▶ **Estratto della pagina**:
______________________________

Siamo nel 2022, l’amor cortese è finito da un bel pezzo, il genere femminile non viene quasi più visto solo come un pargolificio con qualche altro organo intorno e, da diversi secoli, le donne stanno occupando le poltrone di prima fila nel grande teatro del mondo.

Tutto bellissimo, tutto verissimo e con qualche leggero tocco di girl power che male non fa; ma come si giunge ad Ammazzati amore mio in questo scenario intriso di positività? Un po’ di pazienza e ci arriviamo.

Una volta superato il clamore degli slogan instagrammabili che dipingono le donne come guerriere resilienti e influencers, ci ritroviamo faccia a faccia con un dogma vecchio come il cucco, secondo il quale, per una donna, la via per una vita completa deve necessariamente comprendere il matrimonio e la maternità.

Retaggi culturali con il mantello da supereroe? Circoli viziosi di modelli comportamentali o solo un incrollabile romanticismo forgiato nel fuoco incrociato della Mattel e della Disney? Non esiste una sola risposta per questa domanda e potete pure smettere di googlare “massimi sistemi” perché non è questo l’argomento dell’articolo, quindi non ne avrete bisogno.

______________________________

(Dati di rilevamento oggetti)

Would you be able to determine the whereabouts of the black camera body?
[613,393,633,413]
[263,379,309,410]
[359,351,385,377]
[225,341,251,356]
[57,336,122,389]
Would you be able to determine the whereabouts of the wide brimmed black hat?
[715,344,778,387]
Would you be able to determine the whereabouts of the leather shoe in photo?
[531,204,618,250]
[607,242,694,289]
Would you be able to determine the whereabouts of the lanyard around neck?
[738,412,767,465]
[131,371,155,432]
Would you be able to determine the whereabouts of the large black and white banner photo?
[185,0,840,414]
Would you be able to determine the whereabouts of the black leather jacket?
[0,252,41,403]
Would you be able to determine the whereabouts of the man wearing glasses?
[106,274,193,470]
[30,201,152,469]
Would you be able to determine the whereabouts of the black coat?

______________________________

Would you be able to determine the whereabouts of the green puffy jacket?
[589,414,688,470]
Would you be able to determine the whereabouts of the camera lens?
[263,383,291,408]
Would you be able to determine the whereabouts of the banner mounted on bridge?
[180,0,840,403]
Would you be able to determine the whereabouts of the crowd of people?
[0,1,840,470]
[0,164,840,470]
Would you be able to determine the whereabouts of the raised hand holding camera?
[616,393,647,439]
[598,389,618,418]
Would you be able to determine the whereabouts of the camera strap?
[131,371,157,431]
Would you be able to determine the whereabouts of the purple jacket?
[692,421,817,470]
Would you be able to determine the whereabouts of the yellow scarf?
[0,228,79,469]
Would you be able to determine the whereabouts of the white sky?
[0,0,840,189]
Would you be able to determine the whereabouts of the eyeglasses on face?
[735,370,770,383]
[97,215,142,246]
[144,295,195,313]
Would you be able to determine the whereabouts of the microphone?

______________________________

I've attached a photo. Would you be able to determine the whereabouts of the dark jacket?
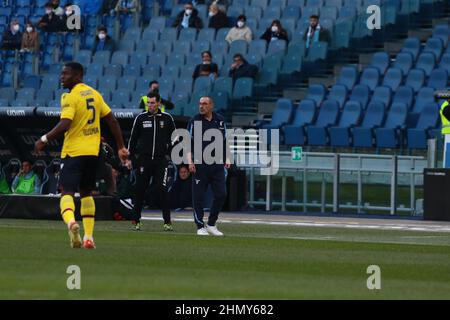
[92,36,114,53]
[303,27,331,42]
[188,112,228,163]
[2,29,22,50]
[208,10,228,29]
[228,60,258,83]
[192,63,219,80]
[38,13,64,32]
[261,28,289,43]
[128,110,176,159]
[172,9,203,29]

______________________________

▶ **Le consegne**:
a) Trascrivi il passo dell'estratto compreso tra "Tutto bellissimo, tutto" e "ne avrete bisogno.", estremi inclusi.
b) Nei record, aggiungi 94 a ciascun numero delle coordinate nelle risposte che si trovano tra la riga che contiene "Would you be able to determine the whereabouts of the wide" e quella che contiene "[607,242,694,289]", entrambe comprese. Riscrivi per intero soltanto quelle righe, richieste incluse.
L'estratto e i record provengono da fonti diverse.

▶ **Risposte per consegna**:
a)
Tutto bellissimo, tutto verissimo e con qualche leggero tocco di girl power che male non fa; ma come si giunge ad Ammazzati amore mio in questo scenario intriso di positività? Un po’ di pazienza e ci arriviamo.

Una volta superato il clamore degli slogan instagrammabili che dipingono le donne come guerriere resilienti e influencers, ci ritroviamo faccia a faccia con un dogma vecchio come il cucco, secondo il quale, per una donna, la via per una vita completa deve necessariamente comprendere il matrimonio e la maternità.

Retaggi culturali con il mantello da supereroe? Circoli viziosi di modelli comportamentali o solo un incrollabile romanticismo forgiato nel fuoco incrociato della Mattel e della Disney? Non esiste una sola risposta per questa domanda e potete pure smettere di googlare “massimi sistemi” perché non è questo l’argomento dell’articolo, quindi non ne avrete bisogno.

b)
Would you be able to determine the whereabouts of the wide brimmed black hat?
[809,438,872,481]
Would you be able to determine the whereabouts of the leather shoe in photo?
[625,298,712,344]
[701,336,788,383]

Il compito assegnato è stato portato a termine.